EXCERPT TO READ Start Marker
The Supreme Court of Canada does not strike down federal laws. It follows section 52 of the written constitution [0] that states the following.

  52 (1) The Constitution of Canada is the supreme law of Canada, and any law that is inconsistent with the provisions of the Constitution is, to the extent of the inconsistency, of no force or effect.
All the SCC can do is rule whether or not a law (of any jurisdiction, including federal, provincial, or otherwise) is consistent with the Constitution of Canada. If a law is not consistent with the constitution, then the law has no force or effect, according to the law. That's not "striking down", since the inconsistent law or portion thereof was never valid in the first place.

[0] https://laws-lois.justice.gc.ca/eng/Const/page-13.html#h-59

That's what "striking down" a law is. Even in the US!
EXCERPT TO READ End Marker
AVAILABLE DATA Start Marker
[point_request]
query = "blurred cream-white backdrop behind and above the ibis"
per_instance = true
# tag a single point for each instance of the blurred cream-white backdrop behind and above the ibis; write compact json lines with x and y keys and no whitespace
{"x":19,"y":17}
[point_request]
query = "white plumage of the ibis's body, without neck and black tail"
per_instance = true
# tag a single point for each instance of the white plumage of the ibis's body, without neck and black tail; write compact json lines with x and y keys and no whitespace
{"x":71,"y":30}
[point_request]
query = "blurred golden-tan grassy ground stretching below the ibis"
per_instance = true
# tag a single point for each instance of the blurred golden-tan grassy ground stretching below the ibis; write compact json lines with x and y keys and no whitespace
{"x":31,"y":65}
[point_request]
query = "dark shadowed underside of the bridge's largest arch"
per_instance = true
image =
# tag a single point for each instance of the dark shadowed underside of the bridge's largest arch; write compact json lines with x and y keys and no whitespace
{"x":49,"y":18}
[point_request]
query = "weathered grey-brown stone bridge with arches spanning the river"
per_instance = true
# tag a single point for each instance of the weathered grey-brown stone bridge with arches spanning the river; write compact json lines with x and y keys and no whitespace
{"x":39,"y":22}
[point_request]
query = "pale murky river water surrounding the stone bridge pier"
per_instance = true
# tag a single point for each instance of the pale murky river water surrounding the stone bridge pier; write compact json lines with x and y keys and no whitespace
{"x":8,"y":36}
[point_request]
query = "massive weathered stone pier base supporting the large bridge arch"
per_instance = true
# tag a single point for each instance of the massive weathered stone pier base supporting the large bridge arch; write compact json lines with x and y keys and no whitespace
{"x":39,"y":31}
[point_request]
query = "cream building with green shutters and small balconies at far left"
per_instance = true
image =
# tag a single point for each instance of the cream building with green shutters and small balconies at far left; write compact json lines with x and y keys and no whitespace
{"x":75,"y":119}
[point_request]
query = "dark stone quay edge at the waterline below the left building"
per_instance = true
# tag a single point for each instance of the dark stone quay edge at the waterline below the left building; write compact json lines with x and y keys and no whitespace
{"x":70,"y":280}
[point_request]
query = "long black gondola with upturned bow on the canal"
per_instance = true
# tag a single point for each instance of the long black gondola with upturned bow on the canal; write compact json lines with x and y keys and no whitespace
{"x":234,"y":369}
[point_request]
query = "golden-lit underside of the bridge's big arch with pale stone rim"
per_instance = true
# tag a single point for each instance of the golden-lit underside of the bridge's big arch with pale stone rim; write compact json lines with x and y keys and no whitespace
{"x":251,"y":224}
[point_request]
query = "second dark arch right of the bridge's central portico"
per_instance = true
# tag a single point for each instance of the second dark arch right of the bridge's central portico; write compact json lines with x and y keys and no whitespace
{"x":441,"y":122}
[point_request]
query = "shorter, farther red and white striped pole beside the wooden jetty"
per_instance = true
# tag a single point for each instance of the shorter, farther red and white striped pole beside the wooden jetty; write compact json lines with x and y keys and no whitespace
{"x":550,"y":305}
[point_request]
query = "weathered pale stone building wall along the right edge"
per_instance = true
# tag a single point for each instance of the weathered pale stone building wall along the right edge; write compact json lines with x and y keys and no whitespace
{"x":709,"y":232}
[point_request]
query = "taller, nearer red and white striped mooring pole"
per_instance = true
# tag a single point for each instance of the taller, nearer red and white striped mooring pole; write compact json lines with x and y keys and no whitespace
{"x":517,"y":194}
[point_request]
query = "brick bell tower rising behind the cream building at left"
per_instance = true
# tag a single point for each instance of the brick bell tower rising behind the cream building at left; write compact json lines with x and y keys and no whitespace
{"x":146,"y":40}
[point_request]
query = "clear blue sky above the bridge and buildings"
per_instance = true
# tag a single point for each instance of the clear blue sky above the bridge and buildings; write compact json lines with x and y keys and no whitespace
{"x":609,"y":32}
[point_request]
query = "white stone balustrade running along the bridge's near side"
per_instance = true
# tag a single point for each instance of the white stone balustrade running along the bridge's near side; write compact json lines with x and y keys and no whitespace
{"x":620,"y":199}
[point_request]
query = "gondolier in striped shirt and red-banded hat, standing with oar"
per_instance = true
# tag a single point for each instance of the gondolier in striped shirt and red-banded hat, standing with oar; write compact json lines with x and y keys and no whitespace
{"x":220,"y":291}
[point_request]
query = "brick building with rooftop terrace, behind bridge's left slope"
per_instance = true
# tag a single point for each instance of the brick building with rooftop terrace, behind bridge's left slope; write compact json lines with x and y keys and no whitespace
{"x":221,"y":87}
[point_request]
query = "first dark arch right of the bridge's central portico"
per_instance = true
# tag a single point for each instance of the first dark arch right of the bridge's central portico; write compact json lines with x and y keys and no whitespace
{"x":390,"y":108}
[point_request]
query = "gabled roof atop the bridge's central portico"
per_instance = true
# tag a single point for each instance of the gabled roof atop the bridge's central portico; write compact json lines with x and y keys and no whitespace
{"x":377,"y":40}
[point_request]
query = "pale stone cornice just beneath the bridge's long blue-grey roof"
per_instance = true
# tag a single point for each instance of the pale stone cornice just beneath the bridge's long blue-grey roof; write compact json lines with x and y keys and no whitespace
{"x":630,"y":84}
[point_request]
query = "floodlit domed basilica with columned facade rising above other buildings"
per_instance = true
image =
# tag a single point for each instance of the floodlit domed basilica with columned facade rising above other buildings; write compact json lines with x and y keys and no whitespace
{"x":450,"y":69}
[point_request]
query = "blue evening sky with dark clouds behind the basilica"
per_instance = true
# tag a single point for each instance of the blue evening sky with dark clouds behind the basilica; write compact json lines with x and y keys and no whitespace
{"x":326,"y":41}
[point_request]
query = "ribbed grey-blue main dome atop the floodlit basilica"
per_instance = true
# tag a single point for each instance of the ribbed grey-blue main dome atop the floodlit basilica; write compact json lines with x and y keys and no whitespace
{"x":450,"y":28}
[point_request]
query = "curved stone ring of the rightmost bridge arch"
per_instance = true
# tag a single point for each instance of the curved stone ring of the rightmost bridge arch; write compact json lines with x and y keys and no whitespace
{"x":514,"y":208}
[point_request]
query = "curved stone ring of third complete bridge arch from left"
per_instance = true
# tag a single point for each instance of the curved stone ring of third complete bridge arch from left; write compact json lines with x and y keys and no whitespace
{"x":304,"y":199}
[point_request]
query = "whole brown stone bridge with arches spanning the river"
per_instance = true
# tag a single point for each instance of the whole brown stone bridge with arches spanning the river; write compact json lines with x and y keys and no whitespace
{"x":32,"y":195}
AVAILABLE DATA End Marker
**PROBLEMS TO SOLVE:**
a. Reproduce the passage on the Supreme Court of Canada from "52 (1) The Constitution" up to and including "the first place.".
b. Answer these questions from the passage on the Supreme Court of Canada:
(i) Which section of the written constitution does the Supreme Court of Canada follow?
(ii) What does the quoted provision name as the supreme law of Canada?
(iii) Why does the passage say an inconsistent law is not being "struck down"?
c. Write what comes next in the passage on the Supreme Court of Canada, beginning right after its final sentence.

**EXPECTED RESULTS:**
a.
52 (1) The Constitution of Canada is the supreme law of Canada, and any law that is inconsistent with the provisions of the Constitution is, to the extent of the inconsistency, of no force or effect.
All the SCC can do is rule whether or not a law (of any jurisdiction, including federal, provincial, or otherwise) is consistent with the Constitution of Canada. If a law is not consistent with the constitution, then the law has no force or effect, according to the law. That's not "striking down", since the inconsistent law or portion thereof was never valid in the first place.

b.
(i) Section 52.
(ii) The Constitution of Canada.
(iii) Because the inconsistent law or portion thereof was never valid in the first place.

c.
From the Opinion in Murphy v. National Collegiate Athletic Association:

> And courts do not have the power to “excise” or “strike down” statutes. See 39 Op. Atty. Gen. 22, 22–23 (1937) (“The decisions are practically in accord in holding that the courts have no power to repeal or abolish a statute”); Harrison 82 (“[C]ourts do not make [nonseverable] provisions inoperative . . . . Invalidation by courts is a figure of speech”)

Which then goes on to cite this Virginia Law review that goes into detail about the confusion between the terminology vs the reality: https://www.supremecourt.gov/opinions/URLs_Cited/OT2017/16-4...

> But the federal judiciary has no authority to alter or annul a statute. The power of judicial review is more limited: It allows a court to decline to enforce a statute, and to enjoin the executive from enforcing that statute. But the judicially disapproved statute continues to exist as a law until it is repealed by the legislature that enacted it, even as it goes unenforced by the judiciary or the executive. And it is always possible that a future court might overrule the decision that declared the statute unconstitutional, thereby liberating the executive to resume enforcing the statute against anyone who has violated it. Judicial review is not a power to suspend or “strike down” legislation; it is a judicially imposed non-enforcement policy that lasts only as long as the courts adhere to the constitutional objections that persuaded them to thwart the statute’s enforcement.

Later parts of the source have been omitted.